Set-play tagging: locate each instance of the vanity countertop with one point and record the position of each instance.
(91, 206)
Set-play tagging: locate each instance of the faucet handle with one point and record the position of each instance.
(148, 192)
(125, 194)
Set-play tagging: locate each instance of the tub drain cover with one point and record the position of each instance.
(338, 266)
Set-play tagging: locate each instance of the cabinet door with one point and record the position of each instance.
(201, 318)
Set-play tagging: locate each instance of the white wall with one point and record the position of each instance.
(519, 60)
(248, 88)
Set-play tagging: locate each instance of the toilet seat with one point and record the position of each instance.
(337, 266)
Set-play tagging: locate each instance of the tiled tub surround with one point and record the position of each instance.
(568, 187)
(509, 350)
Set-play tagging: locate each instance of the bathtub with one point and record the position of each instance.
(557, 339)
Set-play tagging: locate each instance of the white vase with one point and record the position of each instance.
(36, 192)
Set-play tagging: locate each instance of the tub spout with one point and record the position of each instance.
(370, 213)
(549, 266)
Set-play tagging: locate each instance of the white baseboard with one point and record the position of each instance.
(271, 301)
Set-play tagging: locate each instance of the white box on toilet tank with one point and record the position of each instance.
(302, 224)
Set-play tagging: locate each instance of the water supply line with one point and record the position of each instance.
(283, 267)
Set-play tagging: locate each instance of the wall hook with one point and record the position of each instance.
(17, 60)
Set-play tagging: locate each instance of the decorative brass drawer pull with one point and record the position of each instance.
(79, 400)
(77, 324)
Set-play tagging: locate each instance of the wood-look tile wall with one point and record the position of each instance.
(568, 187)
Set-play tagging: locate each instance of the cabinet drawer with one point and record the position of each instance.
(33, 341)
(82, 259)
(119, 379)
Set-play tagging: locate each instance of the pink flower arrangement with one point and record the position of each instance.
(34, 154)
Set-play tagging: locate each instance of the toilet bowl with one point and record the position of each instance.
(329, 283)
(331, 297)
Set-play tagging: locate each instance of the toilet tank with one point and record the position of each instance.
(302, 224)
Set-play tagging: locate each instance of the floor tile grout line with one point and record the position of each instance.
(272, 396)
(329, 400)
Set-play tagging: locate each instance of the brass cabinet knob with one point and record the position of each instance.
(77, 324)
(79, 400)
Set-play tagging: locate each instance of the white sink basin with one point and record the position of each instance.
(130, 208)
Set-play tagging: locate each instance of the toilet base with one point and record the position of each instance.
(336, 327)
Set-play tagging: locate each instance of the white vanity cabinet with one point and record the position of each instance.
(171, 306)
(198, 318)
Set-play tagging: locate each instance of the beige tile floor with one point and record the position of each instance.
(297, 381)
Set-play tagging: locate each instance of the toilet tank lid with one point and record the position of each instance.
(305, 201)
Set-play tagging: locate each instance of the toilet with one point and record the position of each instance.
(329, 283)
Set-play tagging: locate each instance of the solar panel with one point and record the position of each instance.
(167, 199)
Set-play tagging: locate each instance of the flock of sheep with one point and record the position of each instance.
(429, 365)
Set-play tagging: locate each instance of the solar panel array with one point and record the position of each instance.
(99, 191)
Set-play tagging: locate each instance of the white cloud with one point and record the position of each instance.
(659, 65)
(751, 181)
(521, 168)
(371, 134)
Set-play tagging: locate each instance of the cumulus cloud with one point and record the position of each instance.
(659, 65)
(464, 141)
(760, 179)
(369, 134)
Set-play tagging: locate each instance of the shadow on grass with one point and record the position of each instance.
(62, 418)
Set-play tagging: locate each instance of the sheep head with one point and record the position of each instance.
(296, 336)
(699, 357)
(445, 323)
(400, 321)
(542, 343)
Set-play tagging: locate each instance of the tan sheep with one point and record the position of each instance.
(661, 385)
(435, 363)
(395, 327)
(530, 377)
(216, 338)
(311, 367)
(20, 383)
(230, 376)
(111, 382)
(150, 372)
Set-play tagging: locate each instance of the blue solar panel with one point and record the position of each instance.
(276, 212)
····················
§ What is expected
Output the line containing "Set-play tagging: locate each instance of the flock" and all lines after it to the end of the records, exactly as given.

§ Response to this task
Set-play tagging: locate each instance of the flock of sheep with one point and record the position of each instance.
(429, 365)
Set-play tagging: locate each instance of the solar panel array with one point and record the position of each instance.
(99, 191)
Set-play tagging: locate each instance of the white cloud with one point and record the position of each instance.
(659, 65)
(751, 181)
(521, 168)
(371, 134)
Set-play tagging: locate each instance of the cumulus cloud with one point and record the position of each instance.
(659, 65)
(464, 141)
(760, 179)
(369, 134)
Set-play tagging: locate each instance of the shadow on grass with one point and record the position of each instance.
(62, 418)
Set-play tagging: locate each instance of the sheep head with one point and record the position of each instance.
(296, 336)
(699, 357)
(445, 323)
(400, 321)
(542, 343)
Set-play tagging: locate each instance of the tan sheep with one point and record the position of each instance.
(661, 385)
(435, 363)
(395, 327)
(530, 377)
(216, 338)
(311, 367)
(20, 383)
(230, 376)
(111, 382)
(150, 372)
Set-play tagging: locate each instance of the blue solar panel with one point and record the position of each instance.
(276, 212)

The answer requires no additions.